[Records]
--- START ---

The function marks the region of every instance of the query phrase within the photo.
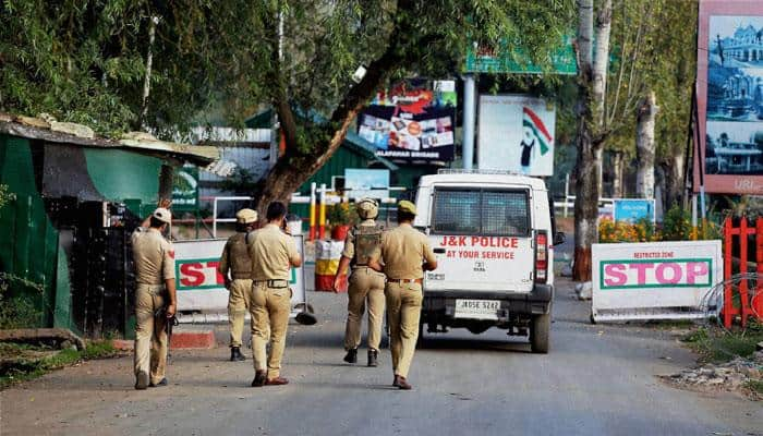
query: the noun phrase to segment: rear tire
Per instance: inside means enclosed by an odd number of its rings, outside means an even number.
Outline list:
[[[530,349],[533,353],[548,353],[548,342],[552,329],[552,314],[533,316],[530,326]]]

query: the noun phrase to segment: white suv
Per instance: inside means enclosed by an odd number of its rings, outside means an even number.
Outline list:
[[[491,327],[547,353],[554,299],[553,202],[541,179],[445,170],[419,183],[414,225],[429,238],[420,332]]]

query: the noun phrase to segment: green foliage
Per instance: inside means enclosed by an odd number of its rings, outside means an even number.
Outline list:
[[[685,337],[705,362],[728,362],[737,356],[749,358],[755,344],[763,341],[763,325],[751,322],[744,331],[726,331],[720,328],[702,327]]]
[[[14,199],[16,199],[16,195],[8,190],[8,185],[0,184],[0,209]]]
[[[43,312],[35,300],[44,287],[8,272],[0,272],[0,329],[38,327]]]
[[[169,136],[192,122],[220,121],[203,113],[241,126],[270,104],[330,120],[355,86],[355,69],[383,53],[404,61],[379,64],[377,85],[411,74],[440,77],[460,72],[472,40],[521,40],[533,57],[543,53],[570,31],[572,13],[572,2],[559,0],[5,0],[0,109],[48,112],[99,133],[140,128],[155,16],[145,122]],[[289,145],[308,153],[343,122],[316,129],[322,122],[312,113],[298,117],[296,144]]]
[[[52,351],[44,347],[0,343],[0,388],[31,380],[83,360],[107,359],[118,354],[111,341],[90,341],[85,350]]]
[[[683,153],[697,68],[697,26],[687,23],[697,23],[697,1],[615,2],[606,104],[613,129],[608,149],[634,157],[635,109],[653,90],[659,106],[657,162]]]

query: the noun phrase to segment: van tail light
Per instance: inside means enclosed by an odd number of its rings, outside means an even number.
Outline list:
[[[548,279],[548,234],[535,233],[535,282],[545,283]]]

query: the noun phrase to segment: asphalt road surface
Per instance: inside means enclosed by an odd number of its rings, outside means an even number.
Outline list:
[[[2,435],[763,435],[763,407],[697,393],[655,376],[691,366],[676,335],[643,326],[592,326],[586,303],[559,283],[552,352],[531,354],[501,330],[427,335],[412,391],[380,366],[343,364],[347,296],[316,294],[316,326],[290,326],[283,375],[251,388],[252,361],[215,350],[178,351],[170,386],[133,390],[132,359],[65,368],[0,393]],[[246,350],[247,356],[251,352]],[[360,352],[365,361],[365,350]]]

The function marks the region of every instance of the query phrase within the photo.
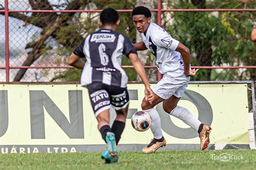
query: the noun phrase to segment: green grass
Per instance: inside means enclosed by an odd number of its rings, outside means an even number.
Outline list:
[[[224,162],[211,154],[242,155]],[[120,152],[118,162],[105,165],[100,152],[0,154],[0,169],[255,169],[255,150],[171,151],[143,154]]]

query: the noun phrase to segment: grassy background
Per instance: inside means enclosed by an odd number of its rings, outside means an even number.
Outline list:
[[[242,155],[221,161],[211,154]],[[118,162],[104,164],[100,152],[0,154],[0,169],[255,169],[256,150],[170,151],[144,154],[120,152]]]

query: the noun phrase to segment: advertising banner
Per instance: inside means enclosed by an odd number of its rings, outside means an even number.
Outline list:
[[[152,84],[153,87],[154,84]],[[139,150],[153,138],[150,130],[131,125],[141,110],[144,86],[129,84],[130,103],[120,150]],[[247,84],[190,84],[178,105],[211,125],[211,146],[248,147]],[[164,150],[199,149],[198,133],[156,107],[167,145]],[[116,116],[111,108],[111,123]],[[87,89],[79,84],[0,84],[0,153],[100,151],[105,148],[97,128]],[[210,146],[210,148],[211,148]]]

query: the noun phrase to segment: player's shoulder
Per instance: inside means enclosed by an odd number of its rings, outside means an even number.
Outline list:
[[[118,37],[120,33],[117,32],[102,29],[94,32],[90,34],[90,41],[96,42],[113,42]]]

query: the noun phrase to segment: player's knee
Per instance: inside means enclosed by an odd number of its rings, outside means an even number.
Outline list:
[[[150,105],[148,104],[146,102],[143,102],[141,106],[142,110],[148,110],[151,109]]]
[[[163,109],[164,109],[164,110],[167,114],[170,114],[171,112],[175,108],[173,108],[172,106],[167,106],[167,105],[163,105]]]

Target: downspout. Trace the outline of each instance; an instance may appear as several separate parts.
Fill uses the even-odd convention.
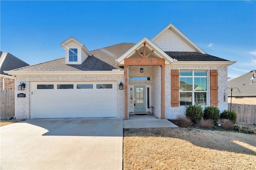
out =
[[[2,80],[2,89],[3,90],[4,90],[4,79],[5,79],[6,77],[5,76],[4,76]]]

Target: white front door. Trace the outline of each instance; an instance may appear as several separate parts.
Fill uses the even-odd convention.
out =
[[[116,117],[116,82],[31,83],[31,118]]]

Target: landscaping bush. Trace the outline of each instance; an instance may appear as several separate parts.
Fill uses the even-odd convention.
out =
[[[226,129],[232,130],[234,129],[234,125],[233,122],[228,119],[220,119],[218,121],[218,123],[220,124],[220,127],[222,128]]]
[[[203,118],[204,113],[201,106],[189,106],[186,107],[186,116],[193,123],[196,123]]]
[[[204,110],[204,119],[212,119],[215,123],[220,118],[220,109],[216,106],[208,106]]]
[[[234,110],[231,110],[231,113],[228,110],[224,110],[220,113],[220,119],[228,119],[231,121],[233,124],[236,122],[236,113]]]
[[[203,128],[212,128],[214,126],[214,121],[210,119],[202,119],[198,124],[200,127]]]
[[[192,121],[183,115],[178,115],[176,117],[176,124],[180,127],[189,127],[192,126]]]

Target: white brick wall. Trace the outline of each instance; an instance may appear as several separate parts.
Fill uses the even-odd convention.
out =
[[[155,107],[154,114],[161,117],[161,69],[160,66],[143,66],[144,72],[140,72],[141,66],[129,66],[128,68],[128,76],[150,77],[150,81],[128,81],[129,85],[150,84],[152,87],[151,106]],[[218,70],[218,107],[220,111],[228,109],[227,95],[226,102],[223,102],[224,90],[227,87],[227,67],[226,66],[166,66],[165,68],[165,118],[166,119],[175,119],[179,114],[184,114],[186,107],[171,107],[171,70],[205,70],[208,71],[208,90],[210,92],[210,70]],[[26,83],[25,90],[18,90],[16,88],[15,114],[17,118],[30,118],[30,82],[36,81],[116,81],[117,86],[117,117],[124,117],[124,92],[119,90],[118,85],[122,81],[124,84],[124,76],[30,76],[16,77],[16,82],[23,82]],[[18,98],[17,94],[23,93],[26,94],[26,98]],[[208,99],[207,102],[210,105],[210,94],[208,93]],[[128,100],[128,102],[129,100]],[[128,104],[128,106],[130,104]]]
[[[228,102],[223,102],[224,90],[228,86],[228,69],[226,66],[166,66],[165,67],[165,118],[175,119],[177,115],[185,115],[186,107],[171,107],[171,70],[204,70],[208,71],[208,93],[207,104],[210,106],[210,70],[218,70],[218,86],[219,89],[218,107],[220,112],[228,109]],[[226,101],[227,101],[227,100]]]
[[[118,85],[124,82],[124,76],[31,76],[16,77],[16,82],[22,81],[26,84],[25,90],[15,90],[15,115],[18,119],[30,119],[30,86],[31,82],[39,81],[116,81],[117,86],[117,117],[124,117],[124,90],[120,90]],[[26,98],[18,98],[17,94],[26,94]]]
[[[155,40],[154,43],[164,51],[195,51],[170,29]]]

--- END ---
--- START ---

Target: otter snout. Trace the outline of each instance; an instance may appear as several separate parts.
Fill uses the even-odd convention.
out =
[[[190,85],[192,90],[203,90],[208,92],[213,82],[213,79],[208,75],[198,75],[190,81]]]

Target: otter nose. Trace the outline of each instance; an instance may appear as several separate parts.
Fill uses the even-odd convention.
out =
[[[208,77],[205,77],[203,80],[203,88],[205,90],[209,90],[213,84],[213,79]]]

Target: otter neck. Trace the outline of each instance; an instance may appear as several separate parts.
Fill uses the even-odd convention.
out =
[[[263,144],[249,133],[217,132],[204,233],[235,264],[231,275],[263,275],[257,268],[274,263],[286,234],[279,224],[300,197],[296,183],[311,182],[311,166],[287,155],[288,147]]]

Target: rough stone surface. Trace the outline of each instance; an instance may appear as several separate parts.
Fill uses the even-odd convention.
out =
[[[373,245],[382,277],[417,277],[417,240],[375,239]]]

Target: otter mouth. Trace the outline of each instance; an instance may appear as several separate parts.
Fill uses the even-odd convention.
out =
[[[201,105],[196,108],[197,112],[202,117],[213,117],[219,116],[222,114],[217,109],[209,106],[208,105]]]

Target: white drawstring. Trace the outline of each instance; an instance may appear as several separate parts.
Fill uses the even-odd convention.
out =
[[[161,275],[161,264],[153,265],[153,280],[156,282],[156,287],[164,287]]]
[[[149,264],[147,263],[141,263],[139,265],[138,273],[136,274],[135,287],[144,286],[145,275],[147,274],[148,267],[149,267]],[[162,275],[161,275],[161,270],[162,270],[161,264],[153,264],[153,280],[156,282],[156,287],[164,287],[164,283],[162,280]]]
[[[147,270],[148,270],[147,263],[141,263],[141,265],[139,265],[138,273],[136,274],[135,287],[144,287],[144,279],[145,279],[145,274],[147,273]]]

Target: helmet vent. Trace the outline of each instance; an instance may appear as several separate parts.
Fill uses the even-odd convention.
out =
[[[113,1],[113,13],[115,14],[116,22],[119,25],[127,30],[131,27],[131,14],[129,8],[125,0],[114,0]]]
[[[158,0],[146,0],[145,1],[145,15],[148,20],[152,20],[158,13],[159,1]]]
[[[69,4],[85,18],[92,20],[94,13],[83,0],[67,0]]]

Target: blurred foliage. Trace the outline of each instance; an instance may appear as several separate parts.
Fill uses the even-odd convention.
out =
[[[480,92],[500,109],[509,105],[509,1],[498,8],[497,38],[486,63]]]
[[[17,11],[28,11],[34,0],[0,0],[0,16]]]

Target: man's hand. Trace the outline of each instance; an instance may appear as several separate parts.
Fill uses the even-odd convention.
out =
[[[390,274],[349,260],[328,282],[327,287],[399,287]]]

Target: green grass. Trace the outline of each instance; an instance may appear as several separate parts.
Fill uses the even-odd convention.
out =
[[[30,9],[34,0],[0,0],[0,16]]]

--- END ---

What is expected => Lay out the lines of the records as a numbered list with blank lines omitted, starting with the line that contains "Target: blurred foliage." and going on through the line that contains "[[[30,9],[34,0],[0,0],[0,16]]]".

Completed exercise =>
1. Target: blurred foliage. Trace the outline of each instance; an instance may appear as several separate parts.
2. Fill uses the even-odd convention.
3. out =
4. [[[480,92],[500,109],[509,105],[509,1],[498,8],[497,38],[486,63]]]
5. [[[17,11],[28,11],[34,0],[0,0],[0,16]]]
6. Target: man's hand. Trace the outline of each instance; an instance may appear as several separate parts.
7. Fill uses the even-odd convention.
8. out =
9. [[[390,274],[349,260],[328,282],[327,287],[399,287]]]
10. Target: green grass. Trace the outline of each instance; an instance may appear as several separate parts.
11. Fill uses the even-odd convention.
12. out =
13. [[[30,9],[34,0],[0,0],[0,16]]]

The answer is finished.